### ACTIVITY
Please pick up the review of the Ravensbruck history where it stops and continue writing it.

### SUPPLIED TEXT
%%
If this is a woman; inside Ravensbruck, Hitler’s concentration camp for women – Sarah Helm

I read this book back in June but it has taken me until now to think it through and get to a point where I can write about it.

This is a history of Ravensbruck from its inception, as a prison for “asocials” – prostitutes and criminals – to full blown concentration camp.  Helm pieces together the story of the camp from the testimonies of survivors, what few records remain and transcripts of war crime trials.  It relates the experiences of the different ethnic groups who were interred in the camp including the medical experiments that were carried out there and the Siemens factory staffed by the inmates.

There is quite a lot of detail in the book and it looks at both side of the fence; the guards and other staff as well as the women prisoners.
%%
### RECORD EXCERPTS
%%
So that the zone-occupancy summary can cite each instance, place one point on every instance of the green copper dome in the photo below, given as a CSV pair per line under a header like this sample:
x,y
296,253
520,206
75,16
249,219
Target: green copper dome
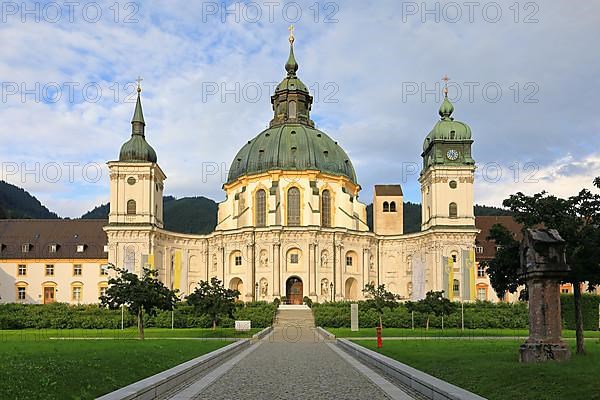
x,y
136,149
447,128
291,142
291,147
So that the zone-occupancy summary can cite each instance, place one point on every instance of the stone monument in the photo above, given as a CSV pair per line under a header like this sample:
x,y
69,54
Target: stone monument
x,y
543,266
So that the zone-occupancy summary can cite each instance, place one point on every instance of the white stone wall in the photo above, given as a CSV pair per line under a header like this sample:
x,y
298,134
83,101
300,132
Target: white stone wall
x,y
238,210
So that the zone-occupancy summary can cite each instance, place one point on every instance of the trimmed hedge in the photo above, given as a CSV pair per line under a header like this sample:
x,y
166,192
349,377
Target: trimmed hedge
x,y
589,310
65,316
477,315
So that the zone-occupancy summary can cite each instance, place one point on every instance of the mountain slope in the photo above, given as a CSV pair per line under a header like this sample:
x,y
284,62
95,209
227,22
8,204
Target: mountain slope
x,y
186,215
17,203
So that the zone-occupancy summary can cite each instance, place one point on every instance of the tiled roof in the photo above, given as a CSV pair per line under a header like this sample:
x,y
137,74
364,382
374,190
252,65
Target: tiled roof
x,y
484,224
388,190
41,234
%%
### TASK ANSWER
I found this book compelling but difficult to read.  It is one of those books where at some points you feel you can understand what these women were going through and then, in almost the same instant realising that you can, possibly comprehend small parts of their experience but never, ever the overwhelmingly, unremittingly, constant grind of horror piled on privation.  It is impossible for me in my safe, comfortable life to really imagine what it must be like to feel fear, uncertainty and hunger every minute of every day over a number of years.

I was slightly horrified to find that a well known and respected manufacturer like Siemens had established a factory at Ravensbruck and used slave labour to staff it.  I’m not sure why it shocked me as pretty well every other major manufacturer in Germany at that time did exactly the same thing.  I think it is possibly that I had never heard Siemens being directly linked to the use of slave labour before.

The thing that annoyed me most about this book was the author’s continuing assertion that Ravensbruck was totally forgotten.  It may not be as well known as Auschwitz, Dachau and Theresienstadt but although I didn’t know much of the detail of what went on there anyone who knows anything about Violette Szabo, Olga Benario and Karolina Lanckoronska will know something of it.

A minor niggle is that I think Helm could have come up with a better title rather than reworking Primo Levi’s If this is a man.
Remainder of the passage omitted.